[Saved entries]
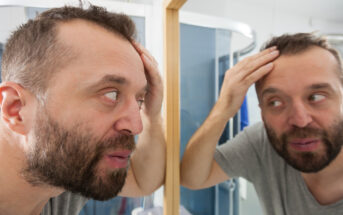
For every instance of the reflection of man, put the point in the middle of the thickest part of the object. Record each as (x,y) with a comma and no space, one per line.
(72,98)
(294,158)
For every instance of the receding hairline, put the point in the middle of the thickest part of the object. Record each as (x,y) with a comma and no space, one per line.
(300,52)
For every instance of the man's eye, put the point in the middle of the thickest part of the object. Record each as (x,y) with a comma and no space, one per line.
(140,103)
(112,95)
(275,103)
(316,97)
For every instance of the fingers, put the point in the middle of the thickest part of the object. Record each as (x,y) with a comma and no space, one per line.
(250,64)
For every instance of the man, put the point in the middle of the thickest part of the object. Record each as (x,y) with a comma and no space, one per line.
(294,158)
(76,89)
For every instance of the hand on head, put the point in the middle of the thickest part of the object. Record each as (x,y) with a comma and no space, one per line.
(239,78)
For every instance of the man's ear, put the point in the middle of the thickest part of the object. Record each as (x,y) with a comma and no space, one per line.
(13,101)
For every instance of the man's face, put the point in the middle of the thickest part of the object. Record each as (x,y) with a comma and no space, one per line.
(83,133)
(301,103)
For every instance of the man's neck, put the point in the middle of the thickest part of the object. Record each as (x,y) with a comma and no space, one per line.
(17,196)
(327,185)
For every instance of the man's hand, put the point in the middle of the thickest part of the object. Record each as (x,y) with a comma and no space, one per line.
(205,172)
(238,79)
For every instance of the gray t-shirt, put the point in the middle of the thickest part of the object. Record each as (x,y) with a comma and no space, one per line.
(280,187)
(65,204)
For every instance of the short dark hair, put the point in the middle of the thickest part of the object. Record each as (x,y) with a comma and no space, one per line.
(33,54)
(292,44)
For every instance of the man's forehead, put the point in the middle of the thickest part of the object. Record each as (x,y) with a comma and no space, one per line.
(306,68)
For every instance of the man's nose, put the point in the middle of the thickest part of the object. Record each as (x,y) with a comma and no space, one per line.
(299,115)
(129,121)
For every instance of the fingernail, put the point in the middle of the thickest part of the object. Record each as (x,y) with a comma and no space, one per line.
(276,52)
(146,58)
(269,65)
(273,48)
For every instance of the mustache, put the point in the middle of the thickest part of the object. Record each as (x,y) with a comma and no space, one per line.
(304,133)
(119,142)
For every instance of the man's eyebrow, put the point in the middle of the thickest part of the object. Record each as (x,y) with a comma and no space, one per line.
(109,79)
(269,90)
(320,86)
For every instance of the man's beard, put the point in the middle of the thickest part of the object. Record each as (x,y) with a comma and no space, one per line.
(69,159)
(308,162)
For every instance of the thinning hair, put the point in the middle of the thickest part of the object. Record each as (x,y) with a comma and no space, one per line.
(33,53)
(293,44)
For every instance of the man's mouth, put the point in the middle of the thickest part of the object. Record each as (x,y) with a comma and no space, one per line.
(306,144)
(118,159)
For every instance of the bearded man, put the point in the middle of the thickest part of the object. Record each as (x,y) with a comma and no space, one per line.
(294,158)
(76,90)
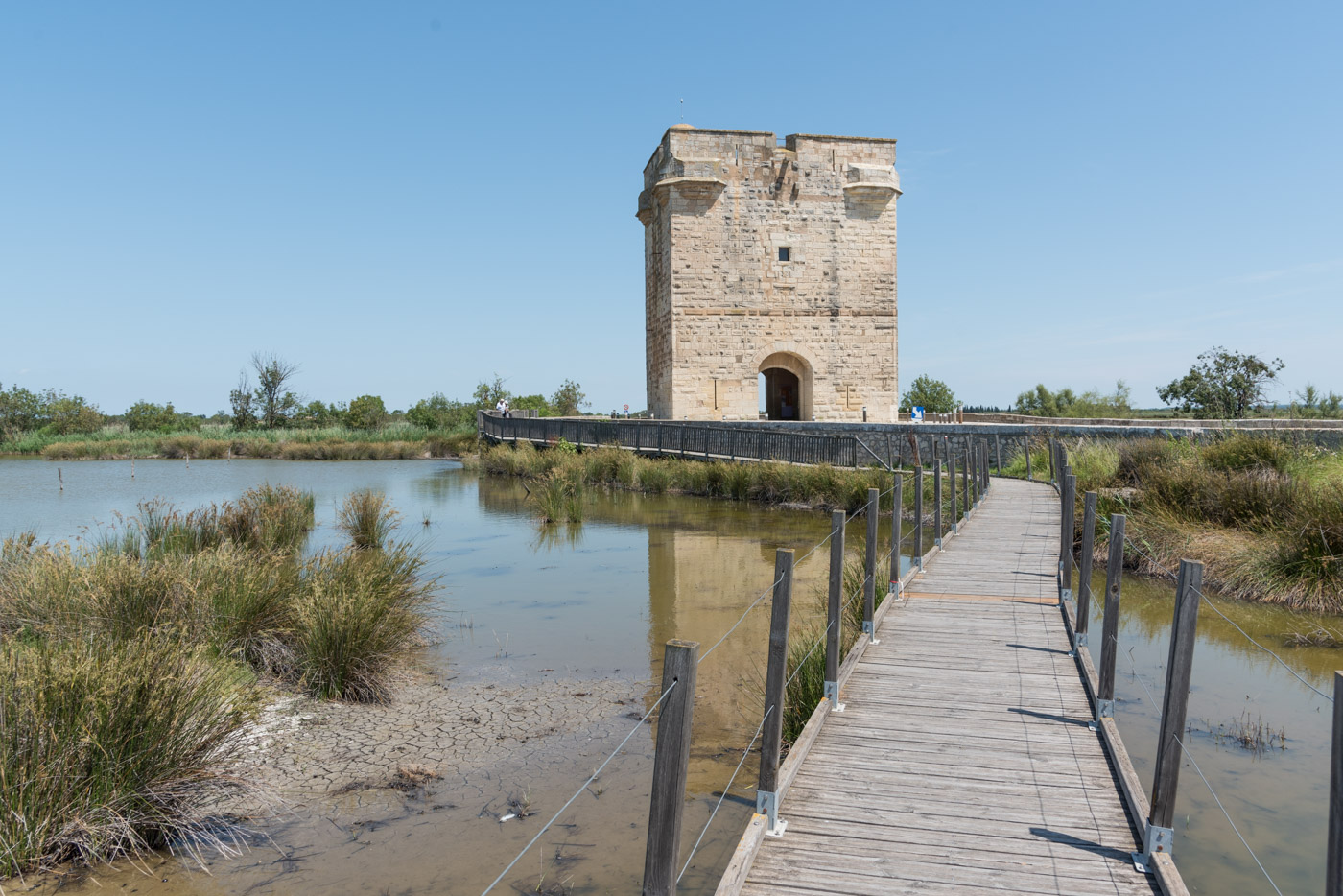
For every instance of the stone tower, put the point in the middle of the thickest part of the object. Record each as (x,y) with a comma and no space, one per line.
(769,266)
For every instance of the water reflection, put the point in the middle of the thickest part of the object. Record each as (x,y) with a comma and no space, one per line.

DESCRIPTION OF THE TASK
Rewrite every record with "put the point" changed to "place the marker" wherever it occurs, keeping everything else the same. Do not include the pictures in your answer.

ANSWER BELOW
For every instance of the reflection of man, place the marker in the middle of the thickest part of the object. Record each as (x,y) with a comma and no space, one per line.
(72,98)
(294,158)
For every instance of the receding hairline, place the marker in the middle of the thickest part of the object. Record each as (x,y) with a comma and no space, one per line.
(300,52)
For every instance of the man's eye, place the marker in the middle of the thickest part of the object. Record each as (x,y) with a comma and no space, one per line.
(140,103)
(112,95)
(275,103)
(316,97)
For every instance of the fingers, place the marker in the middle of the thickest part of the object. Record each as (x,y) with a comma and no space, one per line.
(250,64)
For every instance of the man, place the marker in the middle of the thickest part of the object. Record each as (x,y) with a comma and no space, one per line.
(294,158)
(76,89)
For every instance of the hand on head, place the marker in the middle of the thickest part of the object. Record each as (x,y) with a comma and no space, one per line.
(239,78)
For every instance of the man's ear, place the marker in the middle of the thickest part of the object. Record each as (x,y) with a comma and no space, one per line.
(13,101)
For every instance of the man's face, place the marker in the middle of the thickest part of the object. Record each as (x,y) with a comma and no space, one per line.
(83,133)
(301,103)
For every instance of the man's neck, place the marker in the middle of the thickest part of the object. Record each as (x,y) with a comma and no space, one per line.
(17,196)
(327,185)
For every instance of the man's hand, place the marker in the middle of the thickest part of the object. Record each as (x,y) with a comma and no space, one per line.
(205,172)
(238,79)
For every instance of the gray t-shirt, place the marker in the middle of the thickest part of the object. Record each as (x,y) with a comma and no space, one per line.
(280,187)
(65,204)
For every instance of the short dark hair, place the marker in the middle of the thickest part of the object. Record each as (x,y) with a comma and no space, one per line.
(33,54)
(292,44)
For every instance of the man's forehead, place the marker in the middle of the thickest part of the object. Record each as (x,y) with a comma and no space, one per line.
(306,68)
For every instance of the man's nose, place the marker in the middle of the thickest part of the object. Record each as (x,y) with a comma and no space, one per line.
(299,115)
(129,121)
For every instance of the fingernail, place the marker in the middle of the thickest part of the object. Record each as (x,y) with a comma and no space, one per line.
(276,52)
(146,58)
(269,65)
(273,48)
For every instance of the mustache, place the marker in the middle of the thickest part of the object. Record each as (x,y) with a comma and no space, one per line.
(304,133)
(119,142)
For every instance of the man's eyebrow, place the marker in the middle of the thickest part of the object. Record each as (x,y) with a comma and no space, one per line.
(109,79)
(269,90)
(320,86)
For every instance of the man's beard, place the marker in the middle of the thickest part of the object. Record each as (x,y) with a comma and no space, one per line.
(69,159)
(308,162)
For every instance of the thinning hair, place the marker in the middle of the thickest part of the object. Record each as (x,y) with a comma and no space, one per line.
(33,53)
(293,44)
For every instance of the man's mouth, place the marker in the middle of the thickest part of the object. Record each as (x,y) with a comma and no space, one per line.
(306,144)
(118,159)
For every instance of the bearded man, place the marker in the middle of the thickest part of the object. Record each as (x,y) with a comma and no space, one per line.
(294,158)
(76,90)
For every instance of the stone tower, place the marker in the middle of the thickest part of the object. Record each as (x,y) with a comma and no space, one per line.
(769,266)
For every instance of the water reflection, place the marker in the middle of the thickest part of the object. Record each as (x,y) with a comma and no space, one per line.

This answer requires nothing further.